GIVEN EXERCISE: Reproduce the post below on the DeviceList/with_device inconsistency word for word, from its title to its last line.

EXTRACT:
DeviceList/with_device inconsistency
Because TensorFlow.jl with_device() expects 1-based device numberings, we cannot natively use the output of DeviceList() to be fed into with_device(), as DeviceList() gives zero-indexed device names.
My current workaround is to do something like the following:
function get_device(sess, device_type)
# Find first device with the given device type (e.g. `"XLA_GPU"`)
devices = collect(TensorFlow.DeviceList(sess))
device = first(filter(x -> x.device_type == device_type, devices))
# Fixup this device name so that it is 1-indexed, as TensorFlow.jl requires
inc_number(x::Number) = x + 1
inc_number(x) = x
function fixup_device!(d::TensorFlow.Device)
d.parts[:] .= [TensorFlow.DevicePart(p.kind, inc_number(p.index)) for p in d.parts]
return d
end
fixup_device!(d) = d
return fixup_device!(TensorFlow.Device(device.name))
end
Personally, I would prefer that with_device used zero-indexed device names, as on systems with multiple devices (e.g. multiple GPUs), it adds an unnecessary extra mental burden to always remember that /job:job/replica:1/task:1/device:CPU:1 in TensorFlow.jl is not the same thing as /job:job/replica:1/task:1/device:CPU:1 when dealing with anything else in the TensorFlow ecosystem. Regardless, we should be consistent so that the output of one function can be fed to another within TensorFlow.jl.

Dataset entries:
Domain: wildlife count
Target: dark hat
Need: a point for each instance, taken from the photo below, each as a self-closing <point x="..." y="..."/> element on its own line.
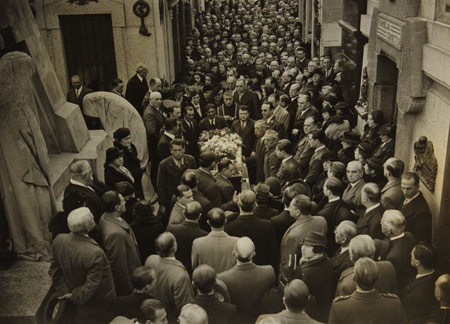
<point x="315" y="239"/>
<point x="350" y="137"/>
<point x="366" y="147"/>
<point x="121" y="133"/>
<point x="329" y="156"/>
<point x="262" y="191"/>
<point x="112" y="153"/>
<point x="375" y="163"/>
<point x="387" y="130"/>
* * *
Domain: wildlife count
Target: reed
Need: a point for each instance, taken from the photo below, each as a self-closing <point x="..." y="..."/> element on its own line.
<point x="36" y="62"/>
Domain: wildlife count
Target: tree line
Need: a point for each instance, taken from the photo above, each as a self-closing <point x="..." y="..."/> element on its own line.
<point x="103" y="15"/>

PROBLEM SOLUTION:
DeviceList/with_device inconsistency
Because TensorFlow.jl with_device() expects 1-based device numberings, we cannot natively use the output of DeviceList() to be fed into with_device(), as DeviceList() gives zero-indexed device names.
My current workaround is to do something like the following:
function get_device(sess, device_type)
# Find first device with the given device type (e.g. `"XLA_GPU"`)
devices = collect(TensorFlow.DeviceList(sess))
device = first(filter(x -> x.device_type == device_type, devices))
# Fixup this device name so that it is 1-indexed, as TensorFlow.jl requires
inc_number(x::Number) = x + 1
inc_number(x) = x
function fixup_device!(d::TensorFlow.Device)
d.parts[:] .= [TensorFlow.DevicePart(p.kind, inc_number(p.index)) for p in d.parts]
return d
end
fixup_device!(d) = d
return fixup_device!(TensorFlow.Device(device.name))
end
Personally, I would prefer that with_device used zero-indexed device names, as on systems with multiple devices (e.g. multiple GPUs), it adds an unnecessary extra mental burden to always remember that /job:job/replica:1/task:1/device:CPU:1 in TensorFlow.jl is not the same thing as /job:job/replica:1/task:1/device:CPU:1 when dealing with anything else in the TensorFlow ecosystem. Regardless, we should be consistent so that the output of one function can be fed to another within TensorFlow.jl.